(Records contained in a dataset)
━━━━
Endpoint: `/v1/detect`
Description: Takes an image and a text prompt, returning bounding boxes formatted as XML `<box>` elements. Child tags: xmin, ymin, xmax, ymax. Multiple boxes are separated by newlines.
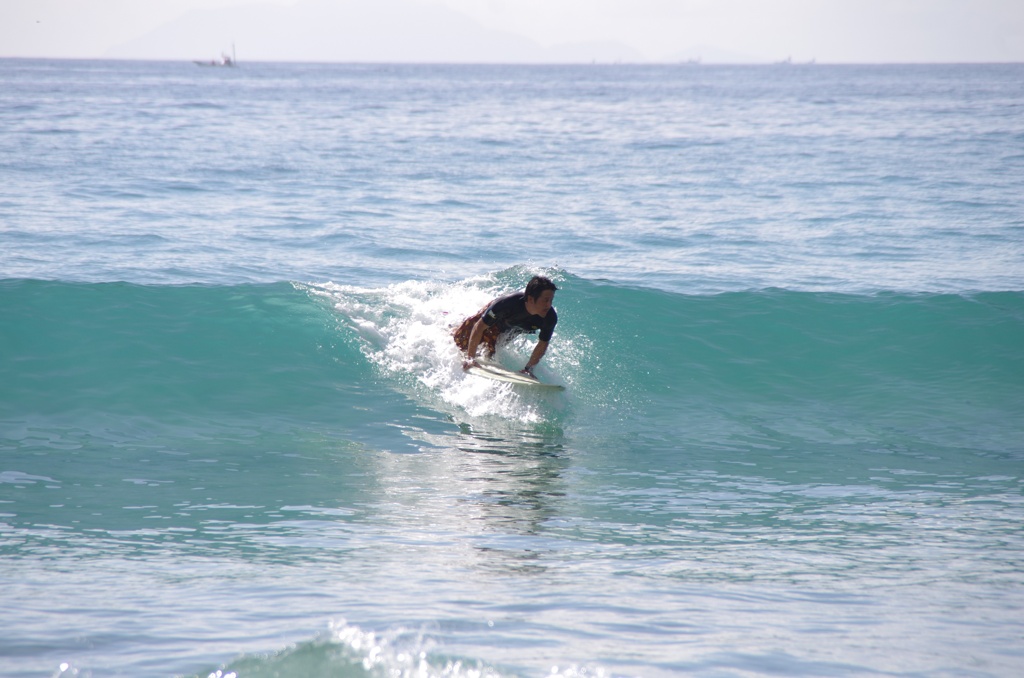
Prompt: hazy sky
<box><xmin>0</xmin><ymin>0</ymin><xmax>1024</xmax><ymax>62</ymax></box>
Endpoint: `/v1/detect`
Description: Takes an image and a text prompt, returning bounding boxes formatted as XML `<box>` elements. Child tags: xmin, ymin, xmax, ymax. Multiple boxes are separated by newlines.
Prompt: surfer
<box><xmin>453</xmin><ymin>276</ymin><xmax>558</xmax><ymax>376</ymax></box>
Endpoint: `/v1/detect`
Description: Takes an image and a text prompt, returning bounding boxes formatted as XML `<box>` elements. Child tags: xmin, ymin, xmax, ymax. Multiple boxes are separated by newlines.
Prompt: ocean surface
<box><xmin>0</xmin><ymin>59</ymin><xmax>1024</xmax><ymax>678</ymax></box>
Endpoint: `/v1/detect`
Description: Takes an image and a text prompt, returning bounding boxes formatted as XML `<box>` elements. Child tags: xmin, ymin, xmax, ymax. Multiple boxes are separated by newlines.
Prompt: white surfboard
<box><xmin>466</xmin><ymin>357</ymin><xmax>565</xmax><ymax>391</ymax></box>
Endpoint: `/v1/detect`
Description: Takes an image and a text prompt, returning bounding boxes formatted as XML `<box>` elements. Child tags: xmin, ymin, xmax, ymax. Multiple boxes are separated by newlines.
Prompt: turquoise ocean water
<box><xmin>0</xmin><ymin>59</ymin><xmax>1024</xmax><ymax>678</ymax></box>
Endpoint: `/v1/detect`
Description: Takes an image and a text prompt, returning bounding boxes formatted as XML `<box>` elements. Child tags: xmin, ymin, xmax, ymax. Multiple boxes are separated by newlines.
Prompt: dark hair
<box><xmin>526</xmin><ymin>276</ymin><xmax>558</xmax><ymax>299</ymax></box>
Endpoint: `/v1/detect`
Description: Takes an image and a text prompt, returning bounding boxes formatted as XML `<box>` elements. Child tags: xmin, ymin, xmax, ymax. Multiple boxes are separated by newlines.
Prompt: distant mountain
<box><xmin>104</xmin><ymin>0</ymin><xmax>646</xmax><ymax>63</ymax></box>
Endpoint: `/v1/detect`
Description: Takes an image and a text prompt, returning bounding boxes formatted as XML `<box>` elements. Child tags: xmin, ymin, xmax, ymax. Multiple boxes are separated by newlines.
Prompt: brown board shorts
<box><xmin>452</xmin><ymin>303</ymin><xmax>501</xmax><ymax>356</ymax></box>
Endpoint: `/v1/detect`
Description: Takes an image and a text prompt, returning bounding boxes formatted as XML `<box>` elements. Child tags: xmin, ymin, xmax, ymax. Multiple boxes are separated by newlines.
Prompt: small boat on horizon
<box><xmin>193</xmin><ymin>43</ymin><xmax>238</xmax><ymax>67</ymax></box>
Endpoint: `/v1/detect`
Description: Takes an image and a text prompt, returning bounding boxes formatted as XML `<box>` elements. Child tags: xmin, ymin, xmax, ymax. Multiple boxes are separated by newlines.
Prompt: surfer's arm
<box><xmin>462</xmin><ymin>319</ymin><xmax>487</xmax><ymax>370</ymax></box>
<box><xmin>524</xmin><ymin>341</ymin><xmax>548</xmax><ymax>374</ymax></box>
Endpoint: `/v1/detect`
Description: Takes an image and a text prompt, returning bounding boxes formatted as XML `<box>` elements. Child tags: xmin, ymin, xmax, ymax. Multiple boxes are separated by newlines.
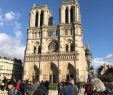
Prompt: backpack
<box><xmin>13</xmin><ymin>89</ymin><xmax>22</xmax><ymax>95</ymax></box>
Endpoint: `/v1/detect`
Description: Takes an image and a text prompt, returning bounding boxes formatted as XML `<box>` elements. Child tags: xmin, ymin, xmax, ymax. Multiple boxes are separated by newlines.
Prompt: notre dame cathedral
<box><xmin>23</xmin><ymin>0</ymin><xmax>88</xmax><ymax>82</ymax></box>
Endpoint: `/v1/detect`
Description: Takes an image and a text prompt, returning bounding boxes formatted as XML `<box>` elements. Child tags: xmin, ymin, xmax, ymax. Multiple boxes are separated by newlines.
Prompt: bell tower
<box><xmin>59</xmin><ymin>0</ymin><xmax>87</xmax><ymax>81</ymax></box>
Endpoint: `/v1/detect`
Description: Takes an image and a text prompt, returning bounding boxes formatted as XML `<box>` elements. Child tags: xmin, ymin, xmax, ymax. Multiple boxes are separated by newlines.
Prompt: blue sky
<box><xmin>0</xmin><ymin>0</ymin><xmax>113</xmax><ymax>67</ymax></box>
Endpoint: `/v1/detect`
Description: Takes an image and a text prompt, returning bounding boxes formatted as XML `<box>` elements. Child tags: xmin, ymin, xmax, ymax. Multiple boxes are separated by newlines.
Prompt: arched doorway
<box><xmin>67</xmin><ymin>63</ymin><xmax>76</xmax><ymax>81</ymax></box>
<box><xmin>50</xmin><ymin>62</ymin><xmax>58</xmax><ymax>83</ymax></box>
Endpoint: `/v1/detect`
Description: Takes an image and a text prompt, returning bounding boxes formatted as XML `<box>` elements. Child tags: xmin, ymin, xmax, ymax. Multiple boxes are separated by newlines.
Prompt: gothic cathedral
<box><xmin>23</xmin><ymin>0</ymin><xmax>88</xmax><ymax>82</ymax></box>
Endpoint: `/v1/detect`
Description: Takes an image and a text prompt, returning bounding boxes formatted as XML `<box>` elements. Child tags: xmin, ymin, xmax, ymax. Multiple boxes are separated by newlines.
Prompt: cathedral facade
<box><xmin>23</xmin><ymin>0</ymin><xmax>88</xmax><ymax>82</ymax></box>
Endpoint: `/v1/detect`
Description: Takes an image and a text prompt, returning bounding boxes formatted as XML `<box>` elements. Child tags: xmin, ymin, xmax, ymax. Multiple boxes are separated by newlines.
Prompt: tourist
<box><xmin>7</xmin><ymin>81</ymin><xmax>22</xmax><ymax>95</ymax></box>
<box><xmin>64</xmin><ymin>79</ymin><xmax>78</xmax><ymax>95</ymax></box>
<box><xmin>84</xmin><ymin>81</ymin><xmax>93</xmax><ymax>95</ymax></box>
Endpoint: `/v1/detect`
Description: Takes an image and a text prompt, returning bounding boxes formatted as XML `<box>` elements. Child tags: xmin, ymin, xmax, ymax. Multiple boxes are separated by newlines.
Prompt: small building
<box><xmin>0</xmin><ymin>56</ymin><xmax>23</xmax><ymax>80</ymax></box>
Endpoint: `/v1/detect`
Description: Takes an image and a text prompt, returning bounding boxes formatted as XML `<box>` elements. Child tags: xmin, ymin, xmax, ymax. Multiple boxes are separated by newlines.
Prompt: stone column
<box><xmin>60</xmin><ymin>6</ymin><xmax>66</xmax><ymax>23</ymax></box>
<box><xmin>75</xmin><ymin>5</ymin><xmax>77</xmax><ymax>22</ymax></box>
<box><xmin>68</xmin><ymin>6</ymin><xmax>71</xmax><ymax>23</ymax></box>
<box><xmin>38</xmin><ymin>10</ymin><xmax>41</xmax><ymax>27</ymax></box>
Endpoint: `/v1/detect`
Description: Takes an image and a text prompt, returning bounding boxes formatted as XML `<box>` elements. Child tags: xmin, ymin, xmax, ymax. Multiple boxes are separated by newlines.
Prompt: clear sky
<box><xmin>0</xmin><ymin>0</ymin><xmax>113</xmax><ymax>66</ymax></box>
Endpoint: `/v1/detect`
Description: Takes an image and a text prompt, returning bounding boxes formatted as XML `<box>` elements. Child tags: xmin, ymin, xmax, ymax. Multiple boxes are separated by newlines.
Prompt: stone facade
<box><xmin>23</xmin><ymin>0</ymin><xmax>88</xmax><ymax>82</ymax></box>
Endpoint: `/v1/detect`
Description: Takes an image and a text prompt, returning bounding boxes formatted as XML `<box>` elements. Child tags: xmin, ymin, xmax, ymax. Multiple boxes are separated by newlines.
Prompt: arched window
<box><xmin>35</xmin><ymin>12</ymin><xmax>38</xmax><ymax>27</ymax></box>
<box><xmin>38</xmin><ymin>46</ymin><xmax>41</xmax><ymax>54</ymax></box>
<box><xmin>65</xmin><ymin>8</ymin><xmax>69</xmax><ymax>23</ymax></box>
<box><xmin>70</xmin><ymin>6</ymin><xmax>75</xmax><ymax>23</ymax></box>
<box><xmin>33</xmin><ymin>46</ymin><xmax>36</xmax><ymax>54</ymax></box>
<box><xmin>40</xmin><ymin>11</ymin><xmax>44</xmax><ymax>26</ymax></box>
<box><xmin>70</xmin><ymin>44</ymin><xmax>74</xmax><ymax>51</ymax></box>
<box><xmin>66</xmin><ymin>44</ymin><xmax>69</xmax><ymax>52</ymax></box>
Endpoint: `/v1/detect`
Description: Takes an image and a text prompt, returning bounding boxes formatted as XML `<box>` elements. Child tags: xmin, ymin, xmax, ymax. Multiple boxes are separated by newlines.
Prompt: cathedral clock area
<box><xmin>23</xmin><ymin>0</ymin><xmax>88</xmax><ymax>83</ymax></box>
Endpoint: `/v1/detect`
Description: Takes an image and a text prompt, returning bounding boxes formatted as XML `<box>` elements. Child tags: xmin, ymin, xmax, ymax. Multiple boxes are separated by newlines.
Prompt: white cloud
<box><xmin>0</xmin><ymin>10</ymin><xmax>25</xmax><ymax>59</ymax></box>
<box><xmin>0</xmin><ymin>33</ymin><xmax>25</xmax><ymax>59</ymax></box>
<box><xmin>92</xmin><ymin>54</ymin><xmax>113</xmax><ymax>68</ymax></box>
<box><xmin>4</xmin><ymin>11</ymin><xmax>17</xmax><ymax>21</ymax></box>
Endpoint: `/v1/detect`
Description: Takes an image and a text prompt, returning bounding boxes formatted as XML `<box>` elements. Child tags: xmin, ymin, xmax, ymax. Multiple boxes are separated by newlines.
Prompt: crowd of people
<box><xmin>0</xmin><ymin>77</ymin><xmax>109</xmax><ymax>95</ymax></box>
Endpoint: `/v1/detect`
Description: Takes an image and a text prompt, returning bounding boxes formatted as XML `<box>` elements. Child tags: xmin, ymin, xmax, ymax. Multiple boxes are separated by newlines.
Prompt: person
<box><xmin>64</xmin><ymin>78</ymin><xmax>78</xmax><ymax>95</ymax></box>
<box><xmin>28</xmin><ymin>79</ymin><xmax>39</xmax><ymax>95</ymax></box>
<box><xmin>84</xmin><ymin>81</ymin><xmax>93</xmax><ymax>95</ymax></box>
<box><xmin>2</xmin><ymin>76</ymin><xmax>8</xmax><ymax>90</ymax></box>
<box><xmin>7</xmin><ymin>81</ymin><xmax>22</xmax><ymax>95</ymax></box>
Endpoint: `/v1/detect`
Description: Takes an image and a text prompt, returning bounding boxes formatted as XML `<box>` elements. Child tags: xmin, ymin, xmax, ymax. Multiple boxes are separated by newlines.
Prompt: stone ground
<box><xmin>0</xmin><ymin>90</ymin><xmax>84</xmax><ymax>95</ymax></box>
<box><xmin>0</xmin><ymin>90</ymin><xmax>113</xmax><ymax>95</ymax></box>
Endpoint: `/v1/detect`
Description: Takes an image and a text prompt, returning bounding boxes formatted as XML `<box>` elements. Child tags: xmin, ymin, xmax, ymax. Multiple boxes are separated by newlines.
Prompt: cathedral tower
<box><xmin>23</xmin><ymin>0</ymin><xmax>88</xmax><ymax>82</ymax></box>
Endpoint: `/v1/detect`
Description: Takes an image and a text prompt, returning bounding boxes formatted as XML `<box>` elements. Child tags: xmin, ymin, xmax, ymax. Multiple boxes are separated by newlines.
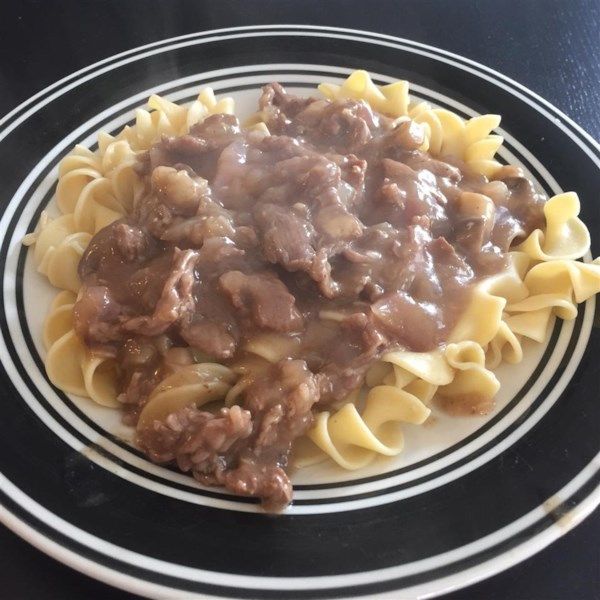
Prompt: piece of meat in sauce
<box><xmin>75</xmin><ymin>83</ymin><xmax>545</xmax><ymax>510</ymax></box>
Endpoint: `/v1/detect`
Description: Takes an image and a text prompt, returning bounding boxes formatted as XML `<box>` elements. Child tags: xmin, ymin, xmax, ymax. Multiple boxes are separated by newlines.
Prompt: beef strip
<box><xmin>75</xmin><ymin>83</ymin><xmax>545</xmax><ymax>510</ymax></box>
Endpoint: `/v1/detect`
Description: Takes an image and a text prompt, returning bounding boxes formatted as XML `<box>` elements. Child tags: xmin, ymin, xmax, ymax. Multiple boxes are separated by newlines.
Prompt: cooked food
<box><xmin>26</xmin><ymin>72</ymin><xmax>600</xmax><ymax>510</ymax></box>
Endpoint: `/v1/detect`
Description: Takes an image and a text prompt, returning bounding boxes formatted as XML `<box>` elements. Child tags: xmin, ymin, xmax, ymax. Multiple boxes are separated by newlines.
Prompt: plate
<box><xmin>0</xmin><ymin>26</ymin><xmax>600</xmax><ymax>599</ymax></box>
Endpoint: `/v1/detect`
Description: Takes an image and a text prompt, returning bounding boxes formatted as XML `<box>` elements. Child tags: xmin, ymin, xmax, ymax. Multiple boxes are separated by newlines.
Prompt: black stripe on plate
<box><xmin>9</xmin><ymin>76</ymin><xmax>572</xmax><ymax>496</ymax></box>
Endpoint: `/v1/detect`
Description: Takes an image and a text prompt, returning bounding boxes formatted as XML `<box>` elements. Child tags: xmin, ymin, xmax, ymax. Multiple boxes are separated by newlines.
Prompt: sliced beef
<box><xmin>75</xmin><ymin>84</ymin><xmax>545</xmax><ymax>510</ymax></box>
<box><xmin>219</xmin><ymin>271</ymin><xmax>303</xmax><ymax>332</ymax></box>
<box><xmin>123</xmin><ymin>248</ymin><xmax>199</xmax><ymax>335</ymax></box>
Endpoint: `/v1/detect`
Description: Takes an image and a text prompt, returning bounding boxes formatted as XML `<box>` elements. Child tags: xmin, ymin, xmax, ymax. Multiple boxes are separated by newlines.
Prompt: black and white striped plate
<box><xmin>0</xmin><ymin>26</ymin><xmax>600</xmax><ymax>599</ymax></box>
━━━━
PROBLEM STATEMENT:
Show each line of the items above that contains the word "black".

WRITTEN RESPONSE:
Prompt: black stripe on plate
Prompt: black and white striped plate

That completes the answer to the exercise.